• Supplied material
═══

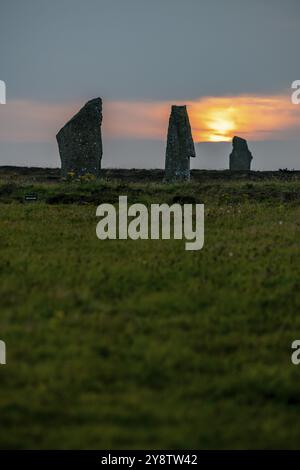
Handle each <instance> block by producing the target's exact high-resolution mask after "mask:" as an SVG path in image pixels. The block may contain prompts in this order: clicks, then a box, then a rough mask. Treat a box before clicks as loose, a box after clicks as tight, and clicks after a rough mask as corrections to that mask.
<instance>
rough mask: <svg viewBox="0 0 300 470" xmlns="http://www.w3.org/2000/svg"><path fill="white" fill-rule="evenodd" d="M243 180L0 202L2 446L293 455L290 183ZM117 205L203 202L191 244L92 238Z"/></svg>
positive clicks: (299, 258)
mask: <svg viewBox="0 0 300 470" xmlns="http://www.w3.org/2000/svg"><path fill="white" fill-rule="evenodd" d="M5 184H7V182H4V185H5ZM249 184H250V183H247V182H240V181H236V182H230V181H224V182H223V183H222V182H219V181H218V182H209V181H208V182H206V183H205V184H199V183H191V184H186V185H163V184H155V183H145V184H139V183H129V184H126V183H124V182H116V181H112V182H103V183H100V184H99V183H93V182H91V183H86V184H78V183H71V184H68V183H63V184H57V183H55V184H51V185H47V184H30V185H26V184H24V185H23V186H22V185H15V186H14V187H13V188H12V189H11V190H10V193H9V194H4V193H5V191H4V193H3V191H2V193H0V194H1V197H3V202H6V204H0V224H1V237H0V276H1V283H0V302H1V314H0V338H1V339H3V340H5V342H6V345H7V365H6V366H3V367H2V366H1V367H0V379H1V382H0V417H1V430H0V446H1V448H24V449H28V448H36V449H37V448H61V449H62V448H73V449H76V448H111V449H113V448H157V449H163V448H168V449H181V448H186V449H188V448H189V449H192V448H205V449H211V448H263V447H267V448H283V447H284V448H297V447H299V440H300V429H299V427H298V426H297V425H296V419H297V415H298V413H299V412H300V380H299V378H300V376H299V374H300V368H297V367H295V366H293V365H292V364H291V361H290V355H291V349H290V346H291V343H292V341H293V340H294V339H298V338H299V335H300V317H299V314H298V313H299V307H300V295H299V290H300V281H299V279H300V250H299V231H300V205H299V202H298V199H297V196H295V197H291V198H289V197H287V199H285V198H284V197H282V194H283V193H293V194H298V193H299V192H300V186H299V182H298V181H289V182H286V181H267V182H260V181H258V182H254V183H251V185H252V186H249ZM2 189H3V188H2ZM0 191H1V188H0ZM30 191H32V192H36V193H37V194H38V195H39V202H37V203H30V204H25V203H23V202H22V201H23V196H24V193H26V192H30ZM66 194H67V195H68V194H72V197H73V201H68V203H67V204H61V203H60V202H61V201H60V199H59V197H58V198H57V196H59V195H66ZM119 195H128V200H129V203H133V202H142V203H146V204H150V203H151V202H168V203H171V202H172V201H173V198H174V197H178V196H180V197H187V196H189V197H193V198H194V199H195V201H196V202H205V204H206V207H205V210H206V218H205V222H206V228H205V247H204V249H203V250H202V251H198V252H187V251H185V250H184V241H172V240H170V241H151V240H149V241H131V240H128V241H126V240H125V241H109V240H108V241H102V242H101V241H99V240H98V239H97V238H96V235H95V228H96V223H97V219H96V217H95V212H96V205H95V203H96V204H98V203H101V202H116V201H117V199H118V196H119ZM55 197H56V198H57V199H56V200H54V201H53V200H51V198H55ZM64 197H65V196H64ZM85 197H90V199H89V200H86V199H84V198H85ZM49 198H50V199H49ZM21 202H22V203H21ZM63 202H66V201H63ZM71 202H72V203H71ZM82 203H85V204H82Z"/></svg>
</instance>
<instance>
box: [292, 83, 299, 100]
mask: <svg viewBox="0 0 300 470" xmlns="http://www.w3.org/2000/svg"><path fill="white" fill-rule="evenodd" d="M291 88H292V89H293V90H295V91H294V92H293V93H292V96H291V99H292V103H293V104H300V80H295V81H294V82H293V83H292V85H291Z"/></svg>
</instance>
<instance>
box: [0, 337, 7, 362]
mask: <svg viewBox="0 0 300 470" xmlns="http://www.w3.org/2000/svg"><path fill="white" fill-rule="evenodd" d="M5 364H6V344H5V343H4V341H2V340H0V365H5Z"/></svg>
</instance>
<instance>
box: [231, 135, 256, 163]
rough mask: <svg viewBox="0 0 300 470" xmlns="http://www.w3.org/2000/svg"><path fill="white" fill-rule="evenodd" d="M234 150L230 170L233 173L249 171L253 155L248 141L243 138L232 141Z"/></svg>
mask: <svg viewBox="0 0 300 470" xmlns="http://www.w3.org/2000/svg"><path fill="white" fill-rule="evenodd" d="M232 145H233V149H232V152H231V154H230V156H229V169H230V170H231V171H249V170H250V167H251V160H252V158H253V157H252V153H251V152H250V150H249V149H248V145H247V141H246V140H245V139H242V138H241V137H234V138H233V139H232Z"/></svg>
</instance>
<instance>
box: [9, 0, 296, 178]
mask: <svg viewBox="0 0 300 470" xmlns="http://www.w3.org/2000/svg"><path fill="white" fill-rule="evenodd" d="M299 31H300V2H299V0H285V1H284V2H283V1H282V0H251V1H250V0H185V1H182V0H180V1H178V0H151V1H150V0H148V1H146V0H84V1H82V0H81V1H79V0H51V2H49V1H47V0H0V80H4V81H5V83H6V89H7V97H6V101H7V102H6V104H0V165H9V164H11V165H29V166H30V165H34V166H50V167H55V166H59V165H60V159H59V153H58V148H57V144H56V140H55V135H56V133H57V132H58V130H59V129H60V128H61V127H62V126H63V125H64V124H65V122H66V121H67V120H69V119H70V118H71V117H72V115H73V114H74V113H75V112H77V111H78V110H79V109H80V108H81V107H82V106H83V105H84V103H85V102H86V101H88V100H89V99H91V98H95V97H98V96H101V98H102V99H103V126H102V135H103V144H104V154H103V160H102V165H103V166H104V167H125V168H131V167H136V168H138V167H139V168H163V166H164V156H165V145H166V143H165V142H166V135H167V127H168V117H169V113H170V107H171V105H172V104H187V106H188V112H189V117H190V121H191V126H192V132H193V137H194V141H195V144H196V152H197V157H196V158H195V159H193V160H192V162H191V163H192V166H193V168H210V169H213V168H216V169H220V168H227V167H228V162H229V153H230V151H231V139H232V137H233V136H234V135H239V136H241V137H244V138H246V139H247V140H248V145H249V148H250V150H251V152H252V154H253V157H254V160H253V168H254V169H259V170H264V169H275V170H276V169H278V168H295V169H300V105H295V104H292V102H291V94H292V90H291V84H292V82H293V81H295V80H297V79H300V70H299V43H300V39H299V37H300V36H299Z"/></svg>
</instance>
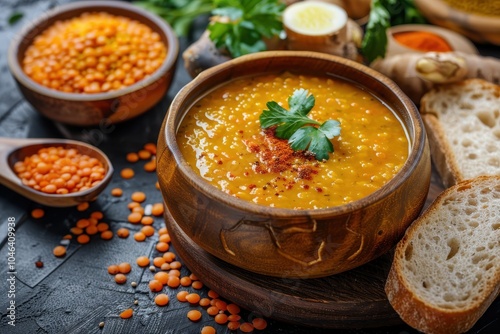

═══

• Your task
Reproduce all entries exactly. Pictures do not belong in the copy.

• Answer
Handle each <instance> block by producing the target's exact high-resolution mask after "mask:" as an SVG path in image pixels. The block may contain prompts in this order: clicks, then a box, then a rough mask. Treat a box before clicks as loose, a box after clicks as tight, and clicks after a rough mask as corrections to that mask.
<instance>
rough mask: <svg viewBox="0 0 300 470" xmlns="http://www.w3.org/2000/svg"><path fill="white" fill-rule="evenodd" d="M243 180L0 202L2 446L293 455L290 183ZM117 205L203 202L191 244L92 238Z"/></svg>
positive clicks: (299, 258)
mask: <svg viewBox="0 0 300 470" xmlns="http://www.w3.org/2000/svg"><path fill="white" fill-rule="evenodd" d="M5 184H7V182H4V185H5ZM249 184H250V183H247V182H240V181H236V182H230V181H224V182H223V183H222V182H219V181H218V182H209V181H208V182H206V183H205V184H199V183H191V184H186V185H163V184H155V183H145V184H139V183H129V184H126V183H124V182H116V181H112V182H103V183H100V184H99V183H93V182H91V183H86V184H78V183H71V184H68V183H63V184H57V183H55V184H51V185H47V184H30V185H26V184H24V185H23V186H22V185H15V186H14V187H13V188H12V189H11V190H10V193H9V194H4V193H5V191H4V193H3V191H2V193H0V194H1V197H3V202H6V204H0V224H1V237H0V276H1V283H0V302H1V314H0V338H1V339H3V340H5V342H6V345H7V365H6V366H3V367H2V366H1V367H0V379H1V382H0V417H1V430H0V446H1V448H24V449H28V448H36V449H37V448H61V449H62V448H73V449H76V448H111V449H113V448H157V449H163V448H168V449H181V448H186V449H188V448H189V449H192V448H205V449H211V448H263V447H267V448H283V447H284V448H297V447H299V440H300V429H299V427H298V426H297V425H296V419H297V415H298V413H299V412H300V380H299V378H300V376H299V374H300V368H297V367H295V366H293V365H292V364H291V361H290V355H291V349H290V346H291V343H292V341H293V340H294V339H298V338H299V335H300V317H299V314H298V313H299V307H300V295H299V290H300V281H299V279H300V250H299V231H300V205H299V202H298V199H297V196H295V197H291V198H289V197H287V199H285V198H284V197H282V194H283V193H293V194H298V193H299V192H300V186H299V182H298V181H289V182H286V181H267V182H260V181H258V182H254V183H251V185H252V186H249ZM2 189H3V188H2ZM0 191H1V188H0ZM30 191H32V192H36V193H37V194H38V195H39V202H37V203H30V204H25V203H23V202H22V201H23V196H24V193H26V192H30ZM66 194H67V195H68V194H72V197H73V201H68V203H67V204H61V203H60V202H61V201H60V199H59V197H58V198H57V196H59V195H66ZM119 195H128V200H129V203H133V202H142V203H146V204H150V203H151V202H168V203H171V202H172V201H173V198H174V197H178V196H180V197H187V196H189V197H193V198H194V199H195V201H196V202H205V204H206V207H205V210H206V218H205V222H206V228H205V247H204V249H203V250H202V251H198V252H187V251H185V250H184V241H172V240H170V241H151V240H149V241H131V240H128V241H126V240H125V241H109V240H108V241H102V242H101V241H99V240H98V239H97V238H96V235H95V228H96V223H97V219H96V217H95V212H96V205H95V203H96V204H98V203H101V202H116V201H117V199H118V196H119ZM55 197H56V198H57V199H56V200H54V201H53V200H51V198H55ZM64 197H65V196H64ZM85 197H90V199H89V200H86V199H84V198H85ZM49 198H50V199H49ZM21 202H22V203H21ZM63 202H66V201H63ZM71 202H72V203H71ZM82 203H85V204H82Z"/></svg>
</instance>
<instance>
box: [292, 83, 299, 100]
mask: <svg viewBox="0 0 300 470" xmlns="http://www.w3.org/2000/svg"><path fill="white" fill-rule="evenodd" d="M291 88H292V89H293V90H295V91H294V92H293V93H292V96H291V99H292V103H293V104H300V80H295V81H294V82H293V83H292V85H291Z"/></svg>
</instance>
<instance>
box: [0, 337, 7, 362]
mask: <svg viewBox="0 0 300 470" xmlns="http://www.w3.org/2000/svg"><path fill="white" fill-rule="evenodd" d="M5 364H6V344H5V343H4V341H2V340H0V365H5Z"/></svg>
</instance>
<instance>
box: [231, 135, 256, 163]
rough mask: <svg viewBox="0 0 300 470" xmlns="http://www.w3.org/2000/svg"><path fill="white" fill-rule="evenodd" d="M234 150L230 170L233 173L249 171L253 155L248 141L243 138L232 141Z"/></svg>
mask: <svg viewBox="0 0 300 470" xmlns="http://www.w3.org/2000/svg"><path fill="white" fill-rule="evenodd" d="M232 145H233V149H232V152H231V154H230V156H229V169H230V170H231V171H249V170H250V167H251V160H252V158H253V157H252V153H251V152H250V150H249V149H248V145H247V141H246V140H245V139H242V138H241V137H234V138H233V139H232Z"/></svg>
</instance>
<instance>
box: [9, 0, 296, 178]
mask: <svg viewBox="0 0 300 470" xmlns="http://www.w3.org/2000/svg"><path fill="white" fill-rule="evenodd" d="M299 31H300V2H299V0H285V1H284V2H283V1H282V0H251V1H250V0H185V1H182V0H180V1H178V0H151V1H150V0H148V1H146V0H84V1H82V0H81V1H79V0H51V2H49V1H47V0H0V80H4V81H5V83H6V89H7V97H6V101H7V102H6V104H0V165H9V164H11V165H29V166H30V165H34V166H50V167H55V166H59V165H60V159H59V153H58V148H57V144H56V140H55V135H56V133H57V132H58V130H59V129H60V128H61V127H62V126H63V125H64V124H65V122H66V121H67V120H69V119H70V118H71V117H72V115H73V114H74V113H75V112H77V111H78V110H79V109H80V108H81V107H82V106H83V105H84V103H85V102H86V101H88V100H89V99H91V98H95V97H98V96H101V98H102V99H103V126H102V135H103V144H104V154H103V160H102V165H103V166H104V167H125V168H131V167H136V168H138V167H139V168H163V166H164V156H165V145H166V143H165V142H166V135H167V127H168V117H169V113H170V107H171V105H172V104H187V106H188V112H189V117H190V121H191V126H192V132H193V137H194V141H195V144H196V152H197V157H196V158H195V159H193V160H192V162H191V163H192V166H193V168H210V169H213V168H216V169H220V168H227V167H228V162H229V153H230V151H231V139H232V137H233V136H234V135H239V136H241V137H244V138H246V139H247V140H248V145H249V148H250V150H251V152H252V154H253V157H254V160H253V168H254V169H259V170H264V169H275V170H276V169H278V168H295V169H300V105H295V104H292V102H291V94H292V90H291V84H292V82H293V81H295V80H297V79H300V70H299V43H300V39H299V37H300V36H299Z"/></svg>
</instance>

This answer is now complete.